Your goal – Can you copy every one of the records below word for word, leaving the pictures out of your copy?
● ● ● ● ●
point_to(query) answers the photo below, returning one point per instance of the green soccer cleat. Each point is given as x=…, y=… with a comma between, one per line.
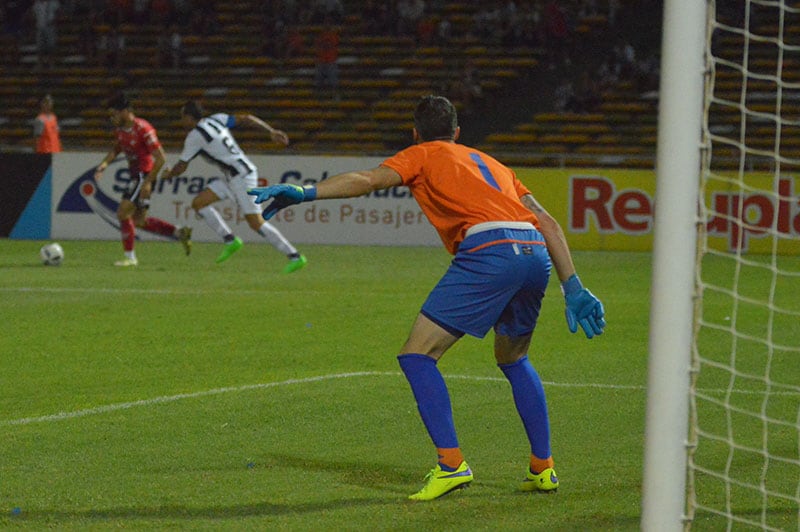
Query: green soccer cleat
x=295, y=264
x=230, y=248
x=546, y=481
x=185, y=238
x=439, y=482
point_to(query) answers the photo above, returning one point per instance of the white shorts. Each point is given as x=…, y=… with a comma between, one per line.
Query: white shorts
x=235, y=188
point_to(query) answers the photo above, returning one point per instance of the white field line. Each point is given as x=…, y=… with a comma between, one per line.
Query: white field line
x=140, y=291
x=237, y=389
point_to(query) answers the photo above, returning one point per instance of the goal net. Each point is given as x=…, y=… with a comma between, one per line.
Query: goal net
x=744, y=434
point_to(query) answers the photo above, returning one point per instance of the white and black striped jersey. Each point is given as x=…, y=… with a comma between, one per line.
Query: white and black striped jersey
x=212, y=139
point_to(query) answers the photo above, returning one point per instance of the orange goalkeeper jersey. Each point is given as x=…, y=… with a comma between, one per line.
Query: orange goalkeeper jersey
x=458, y=187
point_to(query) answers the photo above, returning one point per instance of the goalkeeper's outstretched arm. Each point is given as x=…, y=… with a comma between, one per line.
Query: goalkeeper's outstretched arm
x=358, y=183
x=582, y=307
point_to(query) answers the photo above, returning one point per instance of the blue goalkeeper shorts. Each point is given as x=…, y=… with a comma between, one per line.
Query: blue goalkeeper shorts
x=497, y=279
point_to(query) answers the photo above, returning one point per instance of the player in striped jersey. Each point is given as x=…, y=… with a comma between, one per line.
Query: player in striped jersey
x=211, y=138
x=138, y=140
x=504, y=245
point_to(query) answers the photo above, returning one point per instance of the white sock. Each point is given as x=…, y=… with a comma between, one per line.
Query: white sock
x=215, y=221
x=274, y=237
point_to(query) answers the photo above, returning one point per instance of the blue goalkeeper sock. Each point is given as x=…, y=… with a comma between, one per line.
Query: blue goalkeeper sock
x=433, y=400
x=531, y=405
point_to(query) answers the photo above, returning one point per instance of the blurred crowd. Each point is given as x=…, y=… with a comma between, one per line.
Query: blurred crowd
x=557, y=27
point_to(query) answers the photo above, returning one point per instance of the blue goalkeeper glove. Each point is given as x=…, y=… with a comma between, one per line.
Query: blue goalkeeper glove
x=583, y=308
x=282, y=196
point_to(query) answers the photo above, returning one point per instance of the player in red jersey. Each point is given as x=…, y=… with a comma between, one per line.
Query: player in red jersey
x=504, y=245
x=138, y=140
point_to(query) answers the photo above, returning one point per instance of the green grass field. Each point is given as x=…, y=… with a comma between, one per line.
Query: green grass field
x=189, y=395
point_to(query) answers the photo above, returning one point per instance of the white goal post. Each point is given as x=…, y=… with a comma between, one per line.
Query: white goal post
x=722, y=436
x=675, y=234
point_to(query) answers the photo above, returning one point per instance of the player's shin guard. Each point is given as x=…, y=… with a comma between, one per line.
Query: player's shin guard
x=278, y=241
x=433, y=400
x=214, y=220
x=128, y=233
x=531, y=405
x=159, y=226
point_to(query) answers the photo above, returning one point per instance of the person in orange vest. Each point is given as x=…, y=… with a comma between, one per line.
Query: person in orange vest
x=45, y=128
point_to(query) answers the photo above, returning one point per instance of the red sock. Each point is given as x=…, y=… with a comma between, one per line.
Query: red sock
x=157, y=225
x=128, y=231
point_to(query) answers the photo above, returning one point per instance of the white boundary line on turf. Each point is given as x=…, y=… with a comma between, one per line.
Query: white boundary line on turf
x=154, y=291
x=235, y=389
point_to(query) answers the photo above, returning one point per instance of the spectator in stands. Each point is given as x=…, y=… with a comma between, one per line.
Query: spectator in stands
x=45, y=12
x=141, y=12
x=467, y=89
x=204, y=18
x=444, y=31
x=175, y=48
x=327, y=8
x=88, y=34
x=376, y=17
x=162, y=11
x=587, y=97
x=327, y=50
x=45, y=127
x=563, y=96
x=111, y=47
x=409, y=15
x=613, y=10
x=530, y=24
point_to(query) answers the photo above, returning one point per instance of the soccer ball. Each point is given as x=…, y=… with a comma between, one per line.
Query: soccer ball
x=51, y=254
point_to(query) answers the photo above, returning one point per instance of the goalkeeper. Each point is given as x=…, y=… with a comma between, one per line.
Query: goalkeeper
x=504, y=244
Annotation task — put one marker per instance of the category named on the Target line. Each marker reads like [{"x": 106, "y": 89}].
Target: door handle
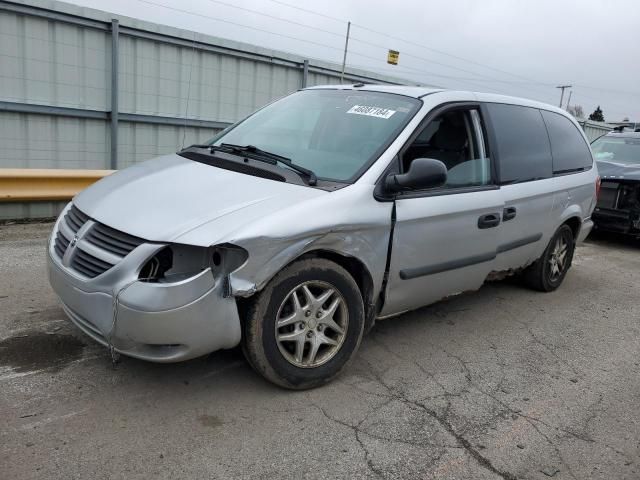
[
  {"x": 489, "y": 220},
  {"x": 509, "y": 213}
]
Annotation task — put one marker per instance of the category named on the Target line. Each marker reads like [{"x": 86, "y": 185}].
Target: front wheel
[
  {"x": 547, "y": 273},
  {"x": 305, "y": 326}
]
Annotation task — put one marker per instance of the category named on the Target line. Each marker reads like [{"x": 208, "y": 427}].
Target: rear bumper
[
  {"x": 150, "y": 321},
  {"x": 585, "y": 229},
  {"x": 621, "y": 221}
]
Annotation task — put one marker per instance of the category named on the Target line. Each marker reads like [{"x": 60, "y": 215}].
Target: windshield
[
  {"x": 334, "y": 133},
  {"x": 617, "y": 150}
]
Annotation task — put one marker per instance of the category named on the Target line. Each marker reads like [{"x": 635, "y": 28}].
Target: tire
[
  {"x": 547, "y": 273},
  {"x": 317, "y": 337}
]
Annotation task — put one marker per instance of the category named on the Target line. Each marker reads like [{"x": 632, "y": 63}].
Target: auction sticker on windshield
[{"x": 371, "y": 111}]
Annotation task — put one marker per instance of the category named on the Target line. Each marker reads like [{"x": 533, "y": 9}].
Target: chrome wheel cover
[
  {"x": 311, "y": 324},
  {"x": 558, "y": 259}
]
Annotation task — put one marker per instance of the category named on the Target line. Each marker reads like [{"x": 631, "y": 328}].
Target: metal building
[{"x": 71, "y": 76}]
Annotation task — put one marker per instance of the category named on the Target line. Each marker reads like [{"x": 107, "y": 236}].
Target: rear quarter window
[
  {"x": 569, "y": 150},
  {"x": 522, "y": 143}
]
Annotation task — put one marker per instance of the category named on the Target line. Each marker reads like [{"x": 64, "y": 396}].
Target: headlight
[{"x": 175, "y": 263}]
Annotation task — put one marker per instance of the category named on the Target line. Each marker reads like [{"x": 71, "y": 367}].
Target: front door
[{"x": 445, "y": 239}]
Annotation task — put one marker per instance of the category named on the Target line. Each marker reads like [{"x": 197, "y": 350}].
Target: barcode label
[{"x": 372, "y": 111}]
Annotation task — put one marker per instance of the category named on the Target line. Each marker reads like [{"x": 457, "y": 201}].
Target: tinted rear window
[
  {"x": 522, "y": 143},
  {"x": 569, "y": 150}
]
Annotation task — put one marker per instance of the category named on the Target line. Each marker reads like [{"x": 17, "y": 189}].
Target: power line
[
  {"x": 430, "y": 61},
  {"x": 216, "y": 19},
  {"x": 441, "y": 52},
  {"x": 200, "y": 15},
  {"x": 275, "y": 17}
]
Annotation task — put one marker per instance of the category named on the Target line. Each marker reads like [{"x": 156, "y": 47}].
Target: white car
[{"x": 294, "y": 230}]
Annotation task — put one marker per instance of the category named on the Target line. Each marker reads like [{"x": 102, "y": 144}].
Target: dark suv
[{"x": 618, "y": 158}]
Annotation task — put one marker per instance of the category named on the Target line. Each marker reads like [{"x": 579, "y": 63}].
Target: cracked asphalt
[{"x": 502, "y": 383}]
● ● ● ● ●
Response below –
point_to(query) answers the photo below, returning one point per instance of the green soccer cleat. Each point is given as x=…, y=… with a comma between, one per line.
Query: green soccer cleat
x=295, y=264
x=230, y=248
x=546, y=481
x=185, y=238
x=439, y=482
point_to(query) answers the photo above, returning one point per instance of the white shorts. Each point is given as x=…, y=… with a comma between, one per line.
Query: white shorts
x=235, y=188
point_to(query) answers the photo above, returning one point per instance of the white field line. Each point is given as x=…, y=… with a comma between, one per line.
Query: white field line
x=140, y=291
x=237, y=389
point_to(query) answers the photo above, returning one point per instance of the goal net. Each point is given as x=…, y=… with a comma between, one per line.
Query: goal net
x=744, y=434
point_to(query) answers the photo above, returning one point per instance of the white and black striped jersey. Each point is given as x=…, y=… with a comma between, one per line.
Query: white and black striped jersey
x=212, y=139
point_to(query) answers the photo above, returning one point per instance of the orange goalkeeper jersey. Each point is given as x=…, y=… with a comma between, one per line.
Query: orange goalkeeper jersey
x=458, y=187
point_to(query) answers the photo above, returning one point per instance of the goalkeeper's outstretched arm. Each point is given as x=…, y=… with a comma between, one per line.
Query: goalkeeper's outstretched arm
x=358, y=183
x=582, y=307
point_to(query) answers the photo above, returning one point per instance of the blue goalkeeper shorts. Each point is given as x=…, y=… with a comma between, one per line.
Query: blue goalkeeper shorts
x=497, y=279
point_to(query) answers the photo above, returning one point per instance of the player in striped jersey. Each point is given as x=…, y=… with a comma between, one per line.
Query: player in striped jersey
x=211, y=138
x=138, y=140
x=504, y=245
point_to(query) answers the photo above, returning one point per instance of the white sock. Each point is given as x=…, y=… with a comma between, one per line.
Query: white sock
x=215, y=221
x=274, y=237
point_to(query) answers the photo above, returning one point per instance of the blue goalkeeper sock. Each point is given as x=…, y=… with a comma between, one per line.
Query: blue goalkeeper sock
x=433, y=400
x=531, y=405
point_to(query) answers the photo above, returning one point per instance of the blurred crowd. Each point is given as x=…, y=… with a comma between, one per line.
Query: blurred crowd
x=557, y=27
point_to(query) answers the photo above, returning one point per instance of the blue goalkeeper glove. Each point is given as x=…, y=… with a comma between, one per line.
Query: blue goalkeeper glove
x=583, y=308
x=282, y=196
point_to(query) answers the photo above, returning one point per instance of the player in red jersey. Each point is given as x=…, y=… with a comma between, one per line.
Query: player in red jersey
x=504, y=245
x=138, y=140
point_to(query) answers the photo above, returning one point per instance of the green grass field. Each point is given as x=…, y=… with a comma between, one per line.
Query: green grass field
x=189, y=395
point_to(query) answers the photo above, returning one point per instance of the white goal post. Each point is given as x=…, y=… with a comma between, one per line.
Query: white goal post
x=722, y=436
x=675, y=234
point_to(query) answers the photo above, returning one point per instance of the player's shin guard. Each point is given as x=…, y=… with a comma between, one per line.
Query: player's shin guard
x=278, y=241
x=433, y=400
x=214, y=220
x=128, y=233
x=531, y=405
x=159, y=226
point_to(query) answers the photo above, returning one point per instance of the person in orange vest. Each point is given as x=…, y=… with a comma between, one per line.
Query: person in orange vest
x=45, y=128
point_to(query) answers the photo above, returning one point per instance of the red sock. Each point is given as x=…, y=… with a comma between, one per line.
Query: red sock
x=157, y=225
x=128, y=231
point_to(query) answers the photo above, returning one point per instance of the white boundary line on turf. Each point is given as x=…, y=… with a comma between, one per line.
Query: white boundary line on turf
x=154, y=291
x=235, y=389
point_to(query) answers the photo above, returning one point per instance of the spectator in stands. Each point is given as x=…, y=… with a comma between, one per line.
Query: spectator in stands
x=45, y=12
x=141, y=12
x=467, y=89
x=204, y=18
x=444, y=31
x=175, y=48
x=327, y=8
x=88, y=34
x=376, y=17
x=162, y=11
x=587, y=97
x=327, y=50
x=45, y=127
x=563, y=96
x=111, y=47
x=409, y=15
x=613, y=10
x=530, y=24
point_to(query) answers the photo above, returning one point per instance of the soccer ball. Each point is given as x=…, y=… with a comma between, one per line.
Query: soccer ball
x=51, y=254
point_to(query) answers the photo above, returning one point per instance of the goalkeeper. Each point is given as x=…, y=… with a comma between, one per line.
Query: goalkeeper
x=504, y=244
Annotation task — put one marker per instance of the category named on the Target line. Each marker reads like [{"x": 106, "y": 89}].
Target: door handle
[
  {"x": 489, "y": 220},
  {"x": 509, "y": 213}
]
Annotation task — put one marker per instance of the category named on the Target line. Each marker reads like [{"x": 86, "y": 185}].
Target: front wheel
[
  {"x": 547, "y": 273},
  {"x": 305, "y": 326}
]
Annotation task — put one marker per instance of the category named on the Target line. Each marker reads like [{"x": 208, "y": 427}].
Target: rear bumper
[
  {"x": 150, "y": 321},
  {"x": 585, "y": 229},
  {"x": 621, "y": 221}
]
Annotation task — put one marker per instance of the category named on the Target line. Each marker reads like [{"x": 60, "y": 215}].
Target: windshield
[
  {"x": 334, "y": 133},
  {"x": 617, "y": 150}
]
Annotation task — put one marker per instance of the category named on the Target line. Each marker reads like [{"x": 635, "y": 28}].
Target: tire
[
  {"x": 547, "y": 273},
  {"x": 317, "y": 337}
]
Annotation task — put one marker per instance of the category named on the Target line. Each marker reads like [{"x": 632, "y": 63}].
Target: auction sticker on windshield
[{"x": 371, "y": 111}]
Annotation task — put one marker per instance of the category named on the Target line. Each marker reads like [{"x": 533, "y": 9}].
Target: chrome wheel cover
[
  {"x": 311, "y": 324},
  {"x": 558, "y": 259}
]
Annotation task — put one marker per instance of the category named on the Target line. Each marker reads like [{"x": 631, "y": 328}].
Target: metal building
[{"x": 71, "y": 76}]
Annotation task — put one marker per instance of the category named on the Target line. Each marker reads like [{"x": 107, "y": 236}].
Target: rear quarter window
[
  {"x": 569, "y": 150},
  {"x": 522, "y": 143}
]
Annotation task — put one marker per instance of the category named on the Target line. Each marker reads like [{"x": 64, "y": 396}].
Target: headlight
[{"x": 175, "y": 263}]
Annotation task — put one marker per instance of the category named on the Target line. Each marker reads like [{"x": 71, "y": 367}].
Target: front door
[{"x": 445, "y": 239}]
Annotation task — put one marker per instance of the category named on the Target line. Each marker reads like [{"x": 197, "y": 350}].
Target: barcode label
[{"x": 372, "y": 111}]
Annotation task — put one marker per instance of the category named on the Target line. Each marker reads like [{"x": 457, "y": 201}].
Target: tinted rear window
[
  {"x": 522, "y": 143},
  {"x": 569, "y": 150}
]
Annotation task — put one marker per instance of the category named on the Target line. Each marker reads like [{"x": 17, "y": 189}].
Target: power line
[
  {"x": 430, "y": 61},
  {"x": 216, "y": 19},
  {"x": 441, "y": 52},
  {"x": 200, "y": 15},
  {"x": 275, "y": 17}
]
Annotation task — put one marker per instance of the category named on the Target line. Each marker reads like [{"x": 156, "y": 47}].
Target: white car
[{"x": 294, "y": 230}]
Annotation task — put one marker per instance of the category named on the Target line. Each marker reads like [{"x": 102, "y": 144}].
Target: dark suv
[{"x": 618, "y": 158}]
Annotation task — put one marker per instance of the category named on the Target line. Each marker reads like [{"x": 579, "y": 63}].
Target: cracked asphalt
[{"x": 502, "y": 383}]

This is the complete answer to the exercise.